■ **What to do**
Rewrite all of the records below as a Markdown table with the columns Row and Line, giving each nonblank line its own numbered row. Leave the pictures out of the answer.

** Start of Provided data **

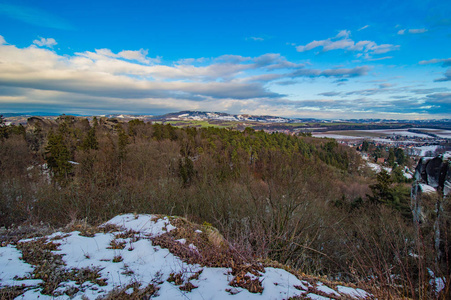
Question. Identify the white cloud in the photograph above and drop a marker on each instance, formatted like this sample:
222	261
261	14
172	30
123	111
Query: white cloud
412	31
364	27
36	77
45	42
256	39
342	41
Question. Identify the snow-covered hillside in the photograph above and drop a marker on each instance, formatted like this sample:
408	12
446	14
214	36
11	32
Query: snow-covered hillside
141	256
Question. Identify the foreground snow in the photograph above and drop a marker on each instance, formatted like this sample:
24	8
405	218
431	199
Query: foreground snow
126	260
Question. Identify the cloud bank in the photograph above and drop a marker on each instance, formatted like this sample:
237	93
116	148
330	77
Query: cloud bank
37	78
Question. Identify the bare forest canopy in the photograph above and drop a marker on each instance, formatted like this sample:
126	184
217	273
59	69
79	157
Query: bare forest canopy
305	202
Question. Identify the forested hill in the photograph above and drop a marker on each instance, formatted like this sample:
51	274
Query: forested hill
299	200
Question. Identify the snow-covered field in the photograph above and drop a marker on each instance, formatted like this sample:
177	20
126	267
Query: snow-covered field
126	261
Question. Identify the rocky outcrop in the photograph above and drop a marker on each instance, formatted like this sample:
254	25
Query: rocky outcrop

** End of Provided data **

■ **Exercise solution**
| Row | Line |
|---|---|
| 1 | Question. Identify the white cloud in the photograph above and drop a marker on each instance, formatted like this sample: |
| 2 | 222	261 |
| 3 | 261	14 |
| 4 | 172	30 |
| 5 | 123	111 |
| 6 | Query: white cloud |
| 7 | 412	31 |
| 8 | 364	27 |
| 9 | 36	77 |
| 10 | 45	42 |
| 11 | 256	39 |
| 12 | 342	41 |
| 13 | Question. Identify the snow-covered hillside in the photograph above and drop a marker on each instance, formatted like this sample: |
| 14 | 408	12 |
| 15 | 446	14 |
| 16 | 214	36 |
| 17 | 11	32 |
| 18 | Query: snow-covered hillside |
| 19 | 141	256 |
| 20 | Question. Identify the foreground snow in the photograph above and drop a marker on each instance, formatted like this sample: |
| 21 | 24	8 |
| 22 | 405	218 |
| 23 | 431	199 |
| 24 | Query: foreground snow |
| 25 | 126	260 |
| 26 | Question. Identify the cloud bank in the photograph above and drop a marker on each instance, formatted like this sample: |
| 27 | 237	93 |
| 28 | 116	148 |
| 29 | 330	77 |
| 30 | Query: cloud bank |
| 31 | 37	78 |
| 32 | Question. Identify the bare forest canopy in the photograph above and drop a marker on each instance, formatted like this sample: |
| 33 | 126	184 |
| 34 | 217	273 |
| 35 | 59	69 |
| 36 | 79	157 |
| 37 | Query: bare forest canopy |
| 38 | 305	202 |
| 39 | Question. Identify the forested hill in the photograph above and drop a marker on each instance, formatted like this sample: |
| 40 | 51	274 |
| 41 | Query: forested hill |
| 42 | 299	200 |
| 43 | Question. Identify the snow-covered field in the photograph above and drop a marker on each instance, formatted like this sample: |
| 44 | 177	20 |
| 45 | 126	267 |
| 46 | Query: snow-covered field |
| 47 | 126	261 |
| 48 | Question. Identify the rocky outcrop in the photograph above and drop a marker on each instance, formatted like this sample: |
| 49 | 254	25 |
| 50 | Query: rocky outcrop |